TASK TO CARRY OUT
Output all lines exactly, with nothing added or dropped.

[Some records]
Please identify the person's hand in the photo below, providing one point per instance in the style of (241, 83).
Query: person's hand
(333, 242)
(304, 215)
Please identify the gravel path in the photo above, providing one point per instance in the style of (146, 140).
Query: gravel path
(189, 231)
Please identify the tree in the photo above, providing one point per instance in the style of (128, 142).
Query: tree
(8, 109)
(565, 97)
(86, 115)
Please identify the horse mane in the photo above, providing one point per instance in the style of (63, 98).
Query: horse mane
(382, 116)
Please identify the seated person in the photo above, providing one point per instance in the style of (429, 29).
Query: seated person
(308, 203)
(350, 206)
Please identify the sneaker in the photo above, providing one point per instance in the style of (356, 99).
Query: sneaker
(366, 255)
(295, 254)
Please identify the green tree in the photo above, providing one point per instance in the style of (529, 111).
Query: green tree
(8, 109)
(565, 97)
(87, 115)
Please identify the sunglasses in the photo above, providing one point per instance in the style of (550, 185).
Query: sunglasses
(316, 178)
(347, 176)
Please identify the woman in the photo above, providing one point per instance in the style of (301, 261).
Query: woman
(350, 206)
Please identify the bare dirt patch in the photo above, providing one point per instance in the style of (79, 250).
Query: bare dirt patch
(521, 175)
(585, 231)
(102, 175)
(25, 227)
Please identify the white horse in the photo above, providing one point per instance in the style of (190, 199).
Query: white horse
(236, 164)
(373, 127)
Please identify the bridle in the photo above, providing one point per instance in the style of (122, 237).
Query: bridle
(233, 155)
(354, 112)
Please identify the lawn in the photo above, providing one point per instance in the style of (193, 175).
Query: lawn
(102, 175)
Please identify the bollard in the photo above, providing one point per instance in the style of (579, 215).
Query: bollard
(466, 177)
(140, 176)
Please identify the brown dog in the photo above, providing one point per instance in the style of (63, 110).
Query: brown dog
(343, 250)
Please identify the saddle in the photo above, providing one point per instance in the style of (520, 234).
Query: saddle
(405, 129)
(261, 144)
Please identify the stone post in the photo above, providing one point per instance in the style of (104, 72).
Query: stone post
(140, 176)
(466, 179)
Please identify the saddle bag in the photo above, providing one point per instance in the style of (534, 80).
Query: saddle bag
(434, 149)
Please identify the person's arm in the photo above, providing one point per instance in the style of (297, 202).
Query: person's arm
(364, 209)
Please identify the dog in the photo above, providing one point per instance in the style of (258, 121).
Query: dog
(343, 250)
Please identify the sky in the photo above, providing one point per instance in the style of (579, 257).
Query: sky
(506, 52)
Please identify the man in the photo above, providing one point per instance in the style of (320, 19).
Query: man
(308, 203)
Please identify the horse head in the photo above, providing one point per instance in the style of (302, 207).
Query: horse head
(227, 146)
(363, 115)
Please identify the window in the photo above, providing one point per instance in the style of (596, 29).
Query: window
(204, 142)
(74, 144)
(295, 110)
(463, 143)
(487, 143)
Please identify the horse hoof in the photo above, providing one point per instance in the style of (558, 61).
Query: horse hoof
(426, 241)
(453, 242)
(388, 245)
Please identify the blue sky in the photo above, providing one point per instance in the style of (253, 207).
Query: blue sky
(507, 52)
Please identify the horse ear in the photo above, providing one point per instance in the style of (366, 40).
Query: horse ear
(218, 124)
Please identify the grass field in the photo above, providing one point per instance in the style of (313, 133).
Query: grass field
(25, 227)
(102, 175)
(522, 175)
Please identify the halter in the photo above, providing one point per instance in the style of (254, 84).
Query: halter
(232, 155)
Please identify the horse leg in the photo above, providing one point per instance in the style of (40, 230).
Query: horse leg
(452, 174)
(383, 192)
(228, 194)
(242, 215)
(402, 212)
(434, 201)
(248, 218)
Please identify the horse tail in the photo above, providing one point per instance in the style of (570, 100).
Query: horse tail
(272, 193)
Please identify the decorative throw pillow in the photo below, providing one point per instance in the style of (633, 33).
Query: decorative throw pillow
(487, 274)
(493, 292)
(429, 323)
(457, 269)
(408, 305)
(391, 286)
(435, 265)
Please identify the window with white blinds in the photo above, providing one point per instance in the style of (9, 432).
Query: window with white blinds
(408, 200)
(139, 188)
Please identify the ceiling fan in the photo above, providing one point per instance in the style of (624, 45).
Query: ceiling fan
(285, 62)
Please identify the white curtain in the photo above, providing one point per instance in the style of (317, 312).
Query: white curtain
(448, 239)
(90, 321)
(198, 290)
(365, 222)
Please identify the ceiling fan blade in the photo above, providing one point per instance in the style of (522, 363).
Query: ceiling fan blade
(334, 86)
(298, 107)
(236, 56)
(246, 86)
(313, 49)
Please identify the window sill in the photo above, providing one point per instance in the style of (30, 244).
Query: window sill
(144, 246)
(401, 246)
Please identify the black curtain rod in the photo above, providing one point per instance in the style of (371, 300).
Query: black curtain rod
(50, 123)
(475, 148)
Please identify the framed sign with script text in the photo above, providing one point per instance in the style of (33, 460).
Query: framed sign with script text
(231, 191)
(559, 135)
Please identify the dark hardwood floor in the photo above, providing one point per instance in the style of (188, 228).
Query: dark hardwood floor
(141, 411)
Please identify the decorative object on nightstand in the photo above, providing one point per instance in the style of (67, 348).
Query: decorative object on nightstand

OUTPUT OF THE EXERCISE
Please identify the person's hand in the photo below, providing one point per instance in the style of (241, 83).
Query: person's hand
(333, 242)
(304, 215)
Please identify the gravel path in the photo above, providing one point per instance in the style of (146, 140).
Query: gravel path
(189, 231)
Please identify the tree in the photo above, providing one point per instance in the style of (128, 142).
Query: tree
(8, 109)
(565, 97)
(86, 115)
Please identify the horse mane in the photo above, providing one point per instance in the style of (63, 98).
Query: horse mane
(382, 116)
Please identify the seated person in the photo above, providing one point per instance in the style of (429, 29).
Query: seated person
(308, 203)
(350, 206)
Please identify the sneaker in the photo above, providing one point per instance in the style of (356, 99).
Query: sneaker
(366, 255)
(295, 254)
Please identify the green tree in the photo above, providing one point per instance in the style of (529, 111).
Query: green tree
(8, 109)
(565, 97)
(87, 115)
Please identify the sunglasses in the photo above, providing one point per instance in the style of (550, 185).
Query: sunglasses
(316, 178)
(347, 176)
Please identify the woman in the photo above, providing one point per instance in the style of (301, 261).
Query: woman
(350, 206)
Please identify the bare dirt patch in the photo above, providing one point per instance in the style of (79, 250).
Query: bare dirt patch
(521, 175)
(585, 231)
(102, 175)
(25, 227)
Please identify the white horse in the photo above, providing one point per instance in the style of (190, 199).
Query: white horse
(236, 164)
(373, 127)
Please identify the bridle in the photo above, providing one point per instance in the style of (122, 237).
Query: bridle
(233, 155)
(354, 112)
Please identify the lawn in the photo above, providing one point per instance in the style of (193, 175).
Query: lawn
(102, 175)
Please identify the bollard in the photo above, providing one point per instance in the style of (579, 215).
Query: bollard
(466, 177)
(140, 176)
Please identify the brown dog in the photo above, providing one point per instance in the style of (63, 110).
Query: brown dog
(343, 250)
Please identify the saddle in the photo above, providing one point per instance in the style of (520, 234).
Query: saddle
(405, 129)
(261, 144)
Please identify the stone post in the photo above, providing one point per instance in the style of (104, 72).
Query: stone post
(140, 176)
(466, 179)
Please identify the saddle bag in the photo above, providing one point per instance in the style of (534, 80).
Query: saddle bag
(434, 149)
Please identify the person's arm in the photo above, providing one point per instance in the style of (297, 202).
Query: person's arm
(364, 209)
Please identify the dog in the photo above, providing one point per instance in the style of (258, 121).
Query: dog
(343, 250)
Please identify the sky in the photo above, providing one point per instance in the style of (579, 257).
Query: sky
(506, 52)
Please identify the man in the photo above, providing one point per instance in the style of (320, 19).
Query: man
(308, 203)
Please identify the horse head in the photo above, providing one point per instance in the style of (302, 207).
Query: horse head
(227, 146)
(363, 115)
Please identify the window in the photo above, providing one point per instance in the style of (596, 29).
Query: window
(204, 142)
(74, 144)
(295, 110)
(463, 143)
(487, 143)
Please identify the horse hoof in the photo above, providing one point per instance in the style of (558, 61).
Query: horse hoof
(426, 241)
(453, 242)
(388, 245)
Please identify the blue sky in the photo above, providing one point per instance in the style of (253, 207).
Query: blue sky
(507, 52)
Please identify the horse ear in the photo above, providing one point per instance in the style of (366, 40).
Query: horse ear
(218, 124)
Please identify the grass field in the photo above, providing one point per instance in the style of (313, 133).
Query: grass field
(25, 227)
(102, 175)
(522, 175)
Please identify the halter in the photo above, providing one point per instance in the style of (254, 84).
Query: halter
(232, 155)
Please identify the horse leg in the photo above, providing one point per instance in the style of (40, 230).
Query: horse leg
(452, 174)
(383, 192)
(228, 194)
(242, 215)
(402, 212)
(434, 201)
(248, 218)
Please identify the horse tail in the photo above, providing one point per instance in the style of (570, 100).
Query: horse tail
(272, 193)
Please identify the decorative throw pillow in the photo below, providing one point per instance in the style of (633, 33).
Query: decorative throw pillow
(487, 274)
(493, 292)
(429, 323)
(457, 269)
(408, 305)
(391, 286)
(435, 265)
Please identify the window with white blinds in the photo above, providing one point per instance in the style of (9, 432).
Query: window with white blinds
(408, 200)
(139, 188)
Please identify the ceiling fan in the photo above, providing one point per instance in the style of (624, 45).
Query: ceiling fan
(285, 62)
Please identify the white curtain in the photo above, providing one point per instance in the style of (317, 312).
Query: white curtain
(448, 239)
(90, 321)
(198, 290)
(365, 222)
Please identify the ceiling fan blade in the photo above, providing one point per instance in the style of (522, 363).
Query: ceiling fan blade
(334, 86)
(298, 107)
(236, 56)
(246, 86)
(313, 49)
Please identify the window sill in the photo above, providing one point per instance in the style of (30, 244).
Query: window sill
(144, 246)
(401, 246)
Please identify the black curtain rod in the photo above, providing one point per instance in the style of (371, 300).
Query: black curtain rod
(50, 123)
(475, 148)
Please identify the framed sign with script text in the photo above, providing one point per instance in the style of (33, 460).
Query: framed sign with script text
(231, 191)
(559, 135)
Please identify the dark hardwood floor in the photo above, providing one point per instance in the style of (188, 228).
Query: dark hardwood floor
(141, 411)
Please identify the decorative object on nightstand in the photo above, providing one point per instance in the style of (67, 348).
Query: decorative object on nightstand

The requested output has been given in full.